*Exercise*
Give the entries again exactly as they appear, but without the images.

*Supplied information*
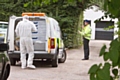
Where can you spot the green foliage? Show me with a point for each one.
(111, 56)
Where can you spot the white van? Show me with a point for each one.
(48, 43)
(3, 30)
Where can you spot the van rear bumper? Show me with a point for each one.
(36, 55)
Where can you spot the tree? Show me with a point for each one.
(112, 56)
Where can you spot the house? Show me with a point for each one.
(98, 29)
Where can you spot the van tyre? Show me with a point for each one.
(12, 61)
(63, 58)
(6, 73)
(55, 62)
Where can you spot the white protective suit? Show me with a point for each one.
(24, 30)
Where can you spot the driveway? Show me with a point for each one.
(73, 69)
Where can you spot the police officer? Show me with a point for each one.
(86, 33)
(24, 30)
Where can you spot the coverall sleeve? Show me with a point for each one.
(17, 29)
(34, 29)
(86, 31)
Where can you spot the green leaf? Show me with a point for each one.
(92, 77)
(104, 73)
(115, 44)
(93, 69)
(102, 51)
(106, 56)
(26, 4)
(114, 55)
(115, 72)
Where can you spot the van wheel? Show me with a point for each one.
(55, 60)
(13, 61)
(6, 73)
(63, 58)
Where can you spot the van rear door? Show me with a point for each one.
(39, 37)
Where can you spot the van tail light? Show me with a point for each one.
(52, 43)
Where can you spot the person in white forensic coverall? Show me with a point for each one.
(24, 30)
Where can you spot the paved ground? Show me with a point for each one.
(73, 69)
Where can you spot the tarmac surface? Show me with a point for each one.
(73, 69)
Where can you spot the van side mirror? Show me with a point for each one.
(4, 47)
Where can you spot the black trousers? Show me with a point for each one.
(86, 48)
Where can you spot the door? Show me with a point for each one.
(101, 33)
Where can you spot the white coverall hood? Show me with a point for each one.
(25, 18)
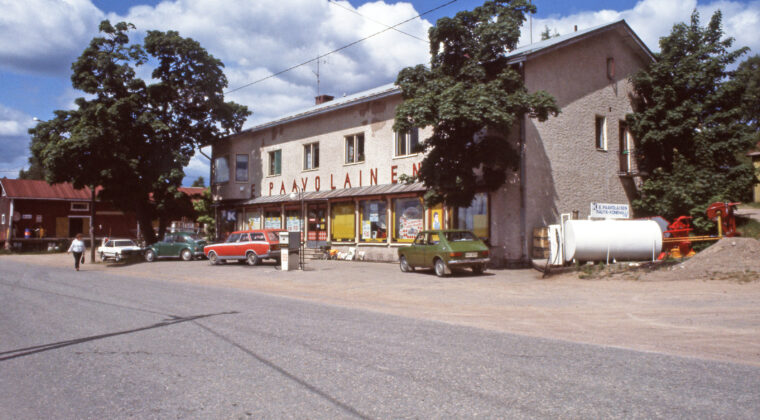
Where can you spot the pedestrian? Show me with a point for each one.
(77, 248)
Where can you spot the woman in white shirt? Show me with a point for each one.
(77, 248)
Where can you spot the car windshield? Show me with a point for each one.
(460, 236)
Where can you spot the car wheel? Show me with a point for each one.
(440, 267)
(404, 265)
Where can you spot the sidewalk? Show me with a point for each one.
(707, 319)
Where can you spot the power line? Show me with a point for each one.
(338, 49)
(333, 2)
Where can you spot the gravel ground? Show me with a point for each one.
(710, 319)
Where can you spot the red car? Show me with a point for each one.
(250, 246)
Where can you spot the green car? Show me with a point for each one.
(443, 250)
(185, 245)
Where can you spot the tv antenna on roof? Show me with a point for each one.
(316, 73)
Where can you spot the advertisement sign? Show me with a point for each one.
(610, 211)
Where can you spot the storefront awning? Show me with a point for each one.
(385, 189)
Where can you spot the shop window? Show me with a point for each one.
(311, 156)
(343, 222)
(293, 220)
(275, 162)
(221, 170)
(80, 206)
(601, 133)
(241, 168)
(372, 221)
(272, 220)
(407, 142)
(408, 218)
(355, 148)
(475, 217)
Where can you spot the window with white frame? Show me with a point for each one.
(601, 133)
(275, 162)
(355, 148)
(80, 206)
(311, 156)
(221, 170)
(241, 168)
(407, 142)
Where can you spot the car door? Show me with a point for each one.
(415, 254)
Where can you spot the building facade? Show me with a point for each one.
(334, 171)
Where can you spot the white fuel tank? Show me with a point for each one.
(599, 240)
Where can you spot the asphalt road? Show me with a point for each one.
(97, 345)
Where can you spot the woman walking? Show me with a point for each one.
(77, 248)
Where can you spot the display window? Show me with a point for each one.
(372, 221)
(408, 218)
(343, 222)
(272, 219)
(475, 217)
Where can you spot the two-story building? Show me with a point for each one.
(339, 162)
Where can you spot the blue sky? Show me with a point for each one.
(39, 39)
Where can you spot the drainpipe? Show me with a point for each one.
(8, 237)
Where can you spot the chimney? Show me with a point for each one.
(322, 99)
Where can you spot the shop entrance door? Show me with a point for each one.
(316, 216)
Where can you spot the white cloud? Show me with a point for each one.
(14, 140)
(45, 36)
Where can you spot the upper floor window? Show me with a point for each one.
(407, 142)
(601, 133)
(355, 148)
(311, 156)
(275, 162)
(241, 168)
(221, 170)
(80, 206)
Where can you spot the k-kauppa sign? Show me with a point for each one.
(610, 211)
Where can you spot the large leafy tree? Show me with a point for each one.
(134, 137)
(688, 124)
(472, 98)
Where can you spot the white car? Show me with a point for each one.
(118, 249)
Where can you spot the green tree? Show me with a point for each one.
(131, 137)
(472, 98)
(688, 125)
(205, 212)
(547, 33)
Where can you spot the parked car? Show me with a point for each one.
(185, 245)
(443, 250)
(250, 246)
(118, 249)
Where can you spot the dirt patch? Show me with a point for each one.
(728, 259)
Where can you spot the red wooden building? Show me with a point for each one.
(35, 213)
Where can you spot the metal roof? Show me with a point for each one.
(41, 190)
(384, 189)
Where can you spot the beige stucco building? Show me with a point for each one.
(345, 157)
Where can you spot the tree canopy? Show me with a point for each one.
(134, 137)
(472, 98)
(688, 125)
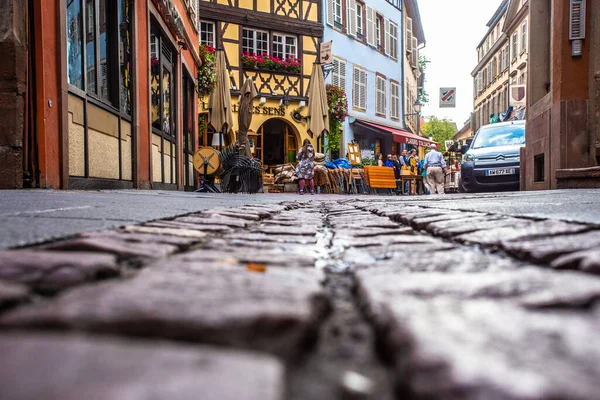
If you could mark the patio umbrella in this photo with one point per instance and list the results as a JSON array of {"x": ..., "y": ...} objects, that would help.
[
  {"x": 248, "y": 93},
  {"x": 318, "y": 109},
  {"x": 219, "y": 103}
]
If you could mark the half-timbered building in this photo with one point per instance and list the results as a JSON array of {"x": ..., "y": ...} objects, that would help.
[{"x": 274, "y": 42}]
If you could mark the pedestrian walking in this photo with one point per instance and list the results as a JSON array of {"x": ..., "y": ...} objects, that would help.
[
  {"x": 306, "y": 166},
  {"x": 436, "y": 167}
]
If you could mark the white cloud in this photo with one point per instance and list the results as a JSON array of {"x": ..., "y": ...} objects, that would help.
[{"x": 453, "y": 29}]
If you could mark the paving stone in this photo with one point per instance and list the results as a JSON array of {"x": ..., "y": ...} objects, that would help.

*Solution below*
Where can you spot the green foliage? Show me with a point for each one.
(111, 56)
Where can you spot the white van? Show me with a point for each one.
(48, 43)
(3, 30)
Where can you spot the van rear bumper? Show me with a point for each one.
(36, 55)
Where can you spot the tree? Show me with a point for each one.
(112, 56)
Where can you spot the house? Show me with a point for each one.
(98, 29)
Where can you spot the van tyre? Show me with a point for each one.
(12, 61)
(63, 58)
(6, 73)
(55, 62)
Where can you spot the white protective suit? Show me with a point for each one.
(24, 30)
Where can you spot the driveway? Show me with a point for each one.
(73, 69)
Where can you spot the police officer? Show me with a point for each one.
(86, 33)
(24, 30)
Where can you spot the coverall sleeve? Show me with a point for each one.
(17, 29)
(34, 29)
(86, 31)
Where can you spot the green leaf? Show me with a point for each one.
(92, 77)
(104, 73)
(115, 44)
(93, 69)
(102, 51)
(106, 56)
(26, 4)
(114, 55)
(115, 72)
Where can you spot the van wheel? Show me with a point for each one.
(55, 60)
(13, 61)
(6, 73)
(63, 58)
Where can you spot the van rear door? Show me with a point for each one.
(39, 37)
Where can you spot the van tail light? Show me with a point for each one.
(52, 43)
Where can you spot the person in white forensic coverall? Show me with a point for each one.
(24, 30)
Where can you spot the paved ground? Show me with a point for each one.
(73, 69)
Where can you spot the tarmac surface? Show me with a point for each one.
(73, 69)
Where can you spot the van side mirror? Show me with a point for each one.
(4, 47)
Where can you spot the black trousers? Show me with a point for each one.
(86, 48)
Where can you spot the door? Show me with a point for each one.
(101, 33)
Where can you spot the white coverall hood? Show me with a point for each one.
(25, 18)
Where can you spot the pedestrian? Show me with a point for each one.
(77, 248)
Where can you spot the woman in white shirt? Show me with a point for each one.
(77, 248)
Where can you spot the car windshield? Show me with a point for each one.
(460, 236)
Where can you spot the car wheel? Show me with a point for each one.
(440, 267)
(404, 265)
Where can you spot the sidewalk? Show me with a point for each one.
(707, 319)
Where can you spot the power line? Show me with a point for each one.
(338, 49)
(333, 2)
Where can you spot the gravel ground? Show me with a point for each one.
(710, 319)
Where can you spot the red car? Show me with a point for each one.
(250, 246)
Where can you spot the green car? Show me with a point for each one.
(443, 250)
(185, 245)
Where can you spot the tv antenna on roof? Show me with a point for each one.
(316, 73)
Where can you spot the advertisement sign? Show me with a point for each one.
(610, 211)
Where can you spot the storefront awning? Show me with a point for each one.
(385, 189)
Where can you spot the shop window? Show me with a point for each one.
(311, 156)
(343, 222)
(293, 220)
(275, 162)
(221, 170)
(80, 206)
(601, 133)
(241, 168)
(372, 221)
(272, 220)
(407, 142)
(408, 218)
(355, 148)
(475, 217)
Where can you spot the window with white frame? Show me with a point for each one.
(601, 133)
(275, 162)
(355, 148)
(80, 206)
(311, 156)
(221, 170)
(241, 168)
(407, 142)
Where can you spot the car door? Show me with a point for each one.
(415, 254)
Where can you spot the building facade? Show me with a point for each one.
(334, 171)
Where can you spot the white fuel tank? Show me with a point for each one.
(599, 240)
Where can you spot the asphalt road? Show me with a point for each one.
(97, 345)
Where can you spot the woman walking? Show me with a point for each one.
(77, 248)
Where can you spot the display window? Show me with a point for each one.
(372, 221)
(408, 218)
(343, 222)
(272, 219)
(475, 217)
Where can you spot the two-story building? Show me with a point for each one.
(339, 162)
Where can you spot the blue sky? Show me with a point for each one.
(39, 39)
Where can you spot the drainpipe? Show me with a point for each one.
(8, 237)
Where can you spot the chimney? Show me with a point for each one.
(322, 99)
Where can you spot the shop entrance door? Show me with a point for each one.
(316, 216)
Where can you spot the white cloud? Show me with a point for each one.
(14, 140)
(45, 36)
Where can you spot the upper floor window? Show me with a point for each one.
(407, 142)
(601, 133)
(355, 148)
(311, 156)
(275, 162)
(241, 168)
(221, 170)
(80, 206)
Where can you spot the k-kauppa sign? Show me with a point for each one.
(610, 211)
Where can you spot the large leafy tree? Show me with a point for each one.
(134, 137)
(688, 124)
(472, 98)
Where can you spot the white car? Show me with a point for each one.
(118, 249)
Where can you spot the green tree? Show me with a point for each one.
(131, 137)
(472, 98)
(688, 125)
(205, 212)
(547, 33)
Where can you spot the parked car? Show me with a point for each one.
(185, 245)
(443, 250)
(250, 246)
(118, 249)
Where can you spot the dirt patch? Show me with a point for each one.
(728, 259)
Where can you spot the red wooden building? Show me with a point for each one.
(35, 213)
Where can you spot the metal roof? Show me with a point for each one.
(41, 190)
(384, 189)
Where can you spot the beige stucco building? Show me with a point for each one.
(345, 157)
Where can you spot the tree canopy? Show me with a point for each one.
(134, 137)
(472, 98)
(688, 125)
If you could mark the patio umbrella in this photo with one point per instance and list the results as a JSON array of {"x": ..., "y": ...} objects, that would help.
[
  {"x": 248, "y": 93},
  {"x": 318, "y": 109},
  {"x": 219, "y": 103}
]
If you could mark the half-timbered building in this photo with one point per instance and list the results as a JSON array of {"x": ..., "y": ...} objects, that would help.
[{"x": 274, "y": 42}]
If you could mark the pedestrian walking in this photo with one point per instance and list the results as a JSON array of {"x": ..., "y": ...} objects, that would help.
[
  {"x": 306, "y": 166},
  {"x": 436, "y": 167}
]
If you could mark the white cloud in this photo with one point per instance and list the results as a JSON array of {"x": ..., "y": ...} objects, that would help.
[{"x": 453, "y": 29}]
If you could mark the paving stone in this photo with one point per instance and list the results as a JSON array of {"x": ..., "y": ...} objects, that would help.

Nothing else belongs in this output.